Star-crossed

Corona, 2011, collage, digitized print, 16 ½ x 16 ½ inches, by John Ashbery. Courtesy Tibor de Nagy Gallery, New York.

I knew John Ashbery before I met him, by which I mean that I subsequently realized that I’d adopted in my teens and early twenties more or less the same tastes and attitudes as John had a generation earlier.

I actually first came across John’s name as the translator of an essay on Raymond Roussel, the French protosurrealist writer who felt from early childhood that he was predestined for greatness, to the extent that he thought he had been born with a star on his forehead.

Written by Michel Leiris, the essay “Confection and Reality in the Work of Raymond Roussel” was published in the spring 1964 issue of “Art and Literature.” Reading the essay was to change my life as an artist at the impressionable age of twenty-one, describing as it did several of the techniques Roussel had utilized in writing his bizarre books, techniques that I myself would later use to paint my own bizarre paintings.

The article that John had translated also contained a wealth of Rousselian anecdotes, including the occasion when Roussel had visited the great French astronomer Camille Flammarion. Such was Roussel’s admiration for Flammarion that, after their meal was over, Roussel kept a little star-shaped cookie as a souvenir, and subsequently had a star-shaped glass container specially made to preserve his pastry treasure.

A few months after reading John’s translation, I learned that the translator himself was due to give a reading of his own poetry at the American embassy in London. I cut classes at the Royal College of Art where I was a student in order to attend, and I’m glad I did, since it changed my life just as surely as the Roussel article. Not that I actually met John at the reading — I was far too shy to introduce myself. Little did I know at that time that John was a shy person himself.

◆ Extracted information ◆
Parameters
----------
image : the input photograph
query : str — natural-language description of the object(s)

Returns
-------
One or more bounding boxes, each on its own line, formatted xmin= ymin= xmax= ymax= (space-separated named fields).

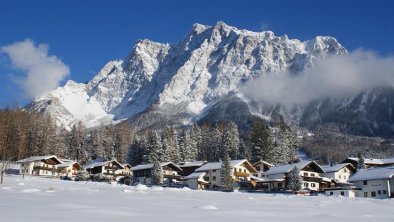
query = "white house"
xmin=321 ymin=163 xmax=356 ymax=183
xmin=16 ymin=155 xmax=62 ymax=176
xmin=131 ymin=162 xmax=182 ymax=184
xmin=84 ymin=160 xmax=124 ymax=176
xmin=264 ymin=161 xmax=326 ymax=191
xmin=349 ymin=166 xmax=394 ymax=199
xmin=195 ymin=159 xmax=257 ymax=188
xmin=253 ymin=160 xmax=274 ymax=177
xmin=57 ymin=160 xmax=81 ymax=179
xmin=342 ymin=157 xmax=394 ymax=168
xmin=183 ymin=172 xmax=209 ymax=190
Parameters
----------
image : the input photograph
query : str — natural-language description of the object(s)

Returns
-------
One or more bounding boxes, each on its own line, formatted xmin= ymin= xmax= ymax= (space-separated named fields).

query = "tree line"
xmin=0 ymin=109 xmax=299 ymax=166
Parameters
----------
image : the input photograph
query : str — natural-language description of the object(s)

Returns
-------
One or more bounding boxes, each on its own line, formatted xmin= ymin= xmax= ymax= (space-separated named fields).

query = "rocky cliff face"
xmin=30 ymin=22 xmax=393 ymax=137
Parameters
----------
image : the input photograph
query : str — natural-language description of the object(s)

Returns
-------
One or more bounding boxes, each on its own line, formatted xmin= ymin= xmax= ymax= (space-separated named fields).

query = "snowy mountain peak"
xmin=31 ymin=22 xmax=347 ymax=129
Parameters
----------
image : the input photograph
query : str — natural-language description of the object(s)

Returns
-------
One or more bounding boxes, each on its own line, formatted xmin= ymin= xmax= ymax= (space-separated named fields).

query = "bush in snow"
xmin=287 ymin=167 xmax=302 ymax=191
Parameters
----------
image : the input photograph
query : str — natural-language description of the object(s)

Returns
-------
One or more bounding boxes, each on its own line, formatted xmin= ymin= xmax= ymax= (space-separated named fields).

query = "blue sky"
xmin=0 ymin=0 xmax=394 ymax=107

◆ Work item A ◆
In the Star-crossed piece, what did Roussel keep as a souvenir after his meal with Flammarion?
◆ Work item B ◆
Copy the Star-crossed piece word for word, starting at "Corona, 2011, collage, digitized" and ending at "on his forehead.".

◆ Exercise solution A ◆
A little star-shaped cookie.

◆ Exercise solution B ◆
Corona, 2011, collage, digitized print, 16 ½ x 16 ½ inches, by John Ashbery. Courtesy Tibor de Nagy Gallery, New York.

I knew John Ashbery before I met him, by which I mean that I subsequently realized that I’d adopted in my teens and early twenties more or less the same tastes and attitudes as John had a generation earlier.

I actually first came across John’s name as the translator of an essay on Raymond Roussel, the French protosurrealist writer who felt from early childhood that he was predestined for greatness, to the extent that he thought he had been born with a star on his forehead.